▶ Text
1.3. Psychology, Neuroscience, and Other Fields

In psychology and neuroscience, significant advancements have elucidated the role of geons in visual cognition. According to Feature Integration Theory (FIT), visual processing begins with rapid, parallel extraction of basic features followed by their binding into coherent objects via spatial attention, with neurons in areas V1–V4 mediating low-level feature extraction and higher-order integration [38,39,40,41,42,43,44,45,46,47,48,49]. These findings establish geons as fundamental units in early visual processing and support the object-imaging methods employed in this study. Building on FIT, Itti et al. developed a computational saliency model incorporating center-surround difference algorithms, cross-channel normalization, and inhibition of return, demonstrating that geon-based saliency maps predict attentional shifts and reflect independent feature channel representations in V1 [50,51,52,53,54,55,56,57].

Recent work at South China Normal University has further advanced geon research. Specifically, Hang et al. identified visual geons as foundational units of visual encoding and processing. They emphasized their role in spatial information integration and early-stage visual perception [58]. Yuxuan et al. demonstrated their role in object recognition, spatial localization, and motion perception [59]. Wen et al. reported increased task-related network connectivity in geon-processing regions [60]. Zhou et al. and Zhang et al. revealed geons’ involvement in facial perception and vergence planning [58,61]. Zhu et al. demonstrated their necessity for stereoscopic depth perception [62]. Collectively, these studies underscore geons’ central role in spatial integration, early visual processing, and higher-level cognition.

▶ Provided data
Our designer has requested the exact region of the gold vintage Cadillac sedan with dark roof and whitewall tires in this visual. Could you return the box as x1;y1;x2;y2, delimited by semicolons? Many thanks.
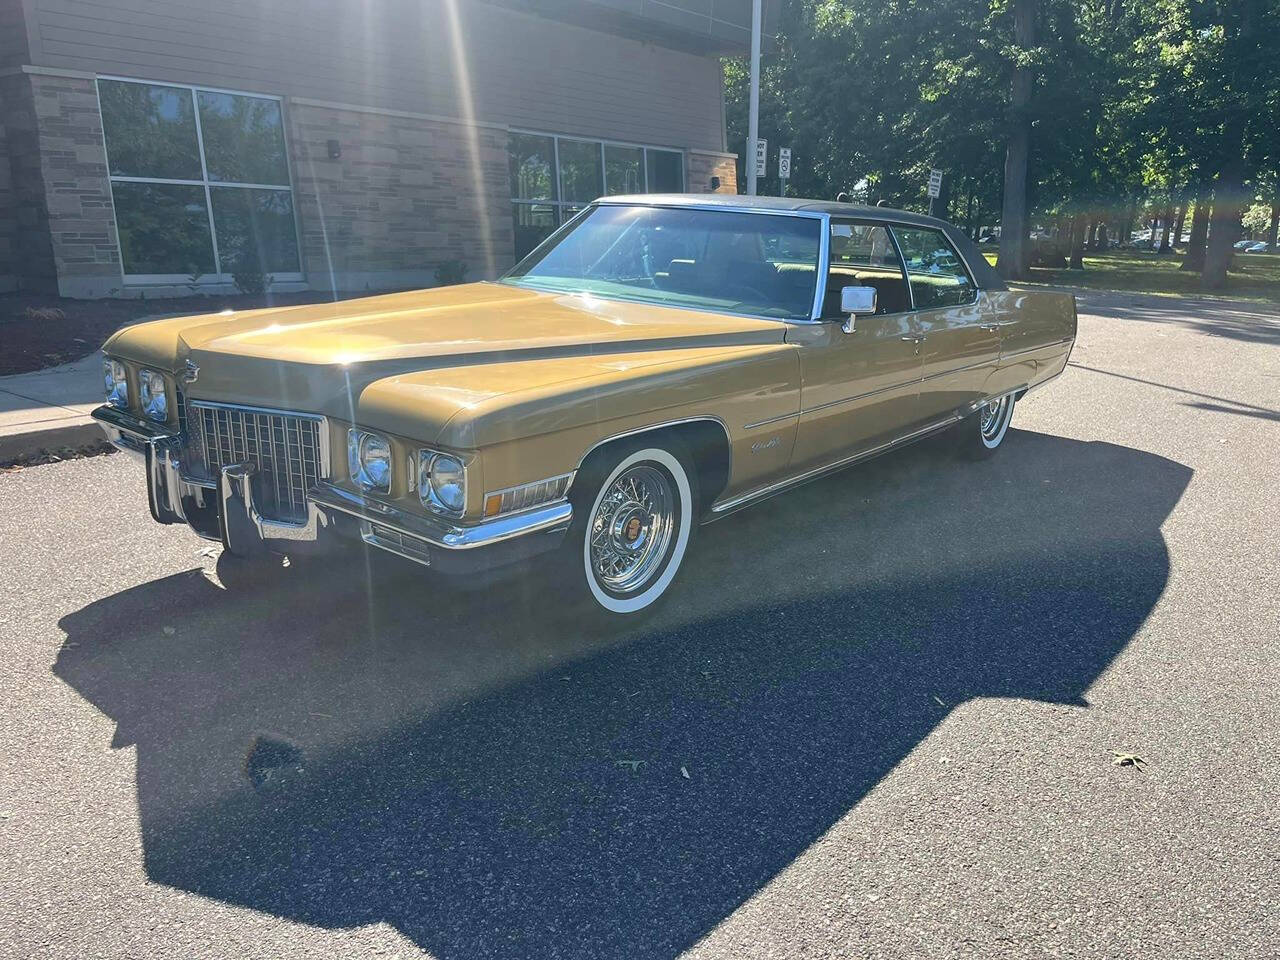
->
93;195;1076;614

▶ Your tasks
a: Copy the passage from the text on geons word for word, starting with "Recent work at" and going on through "and higher-level cognition.".
b: Answer these questions using the text on geons.
(i) According to Feature Integration Theory, neurons in which visual areas mediate low-level feature extraction and higher-order integration?
(ii) At which university was the recent geon research carried out?
(iii) What did Zhu et al. show geons are necessary for?

▶ Answers by item number
a:
Recent work at South China Normal University has further advanced geon research. Specifically, Hang et al. identified visual geons as foundational units of visual encoding and processing. They emphasized their role in spatial information integration and early-stage visual perception [58]. Yuxuan et al. demonstrated their role in object recognition, spatial localization, and motion perception [59]. Wen et al. reported increased task-related network connectivity in geon-processing regions [60]. Zhou et al. and Zhang et al. revealed geons’ involvement in facial perception and vergence planning [58,61]. Zhu et al. demonstrated their necessity for stereoscopic depth perception [62]. Collectively, these studies underscore geons’ central role in spatial integration, early visual processing, and higher-level cognition.

b:
(i) Areas V1–V4
(ii) South China Normal University
(iii) Stereoscopic depth perception